■ **Objective**
Swap "instance" for "occurrence" in the material, beginning at the line that has "Expected: one point per instance of the unripe" and stopping after the line that has "x=184 y=499". Give back only those lines, with nothing else changed.
━━━━━ Supplied information
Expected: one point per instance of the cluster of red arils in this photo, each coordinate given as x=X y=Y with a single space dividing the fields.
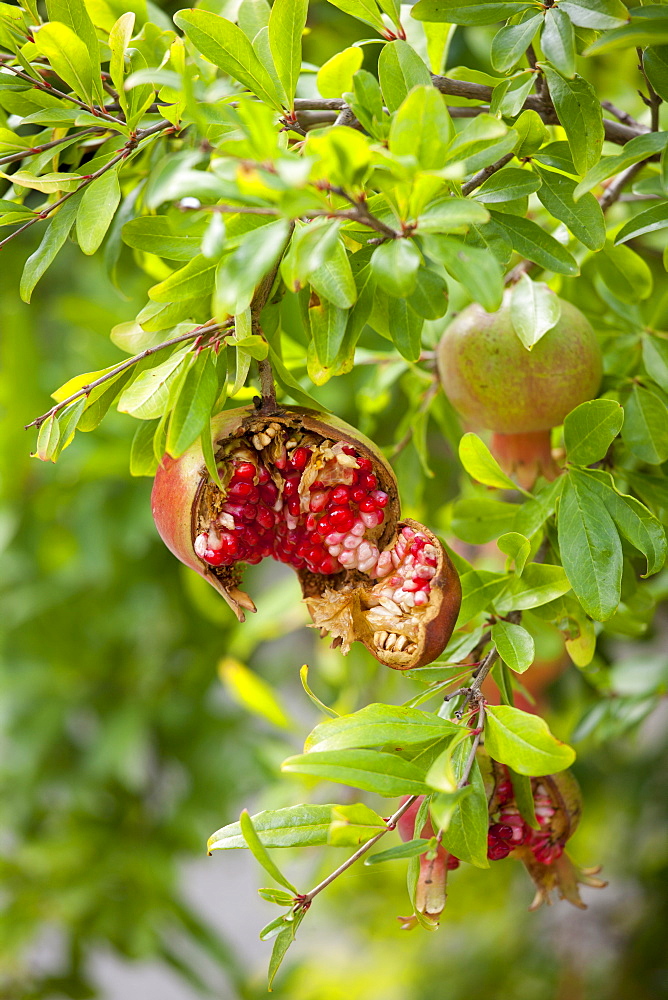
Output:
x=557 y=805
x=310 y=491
━━━━━━━━━━
━━━━━ Supplied information
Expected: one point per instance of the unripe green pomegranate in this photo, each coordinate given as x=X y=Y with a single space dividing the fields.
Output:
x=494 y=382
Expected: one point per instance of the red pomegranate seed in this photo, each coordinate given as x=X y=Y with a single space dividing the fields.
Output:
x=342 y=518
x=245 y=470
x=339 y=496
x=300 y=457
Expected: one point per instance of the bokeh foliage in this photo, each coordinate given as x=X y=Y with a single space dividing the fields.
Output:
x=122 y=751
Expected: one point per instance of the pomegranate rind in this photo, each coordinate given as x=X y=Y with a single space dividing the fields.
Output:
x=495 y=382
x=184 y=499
━━━━━━━━━━
■ **The response**
Expected: one point per occurrence of the unripe green pomegranate in this photo, each coordinate given as x=X y=Y with a single space dividing the fields.
Output:
x=494 y=382
Expected: one point per occurrence of the red pomegranate seed in this photo, each coordinate given as x=X y=Y with a single space dividing the fields.
Output:
x=342 y=518
x=245 y=470
x=339 y=496
x=300 y=457
Expected: one point per occurrence of the bokeh foliage in this photo, each coordinate given as x=X y=Y with a single space dividing the fields.
Output:
x=122 y=751
Expected: one point per occurrence of the pomegranate rind in this photo, each coordinate given as x=X y=Y with a single space dividing the fields.
Output:
x=495 y=382
x=184 y=499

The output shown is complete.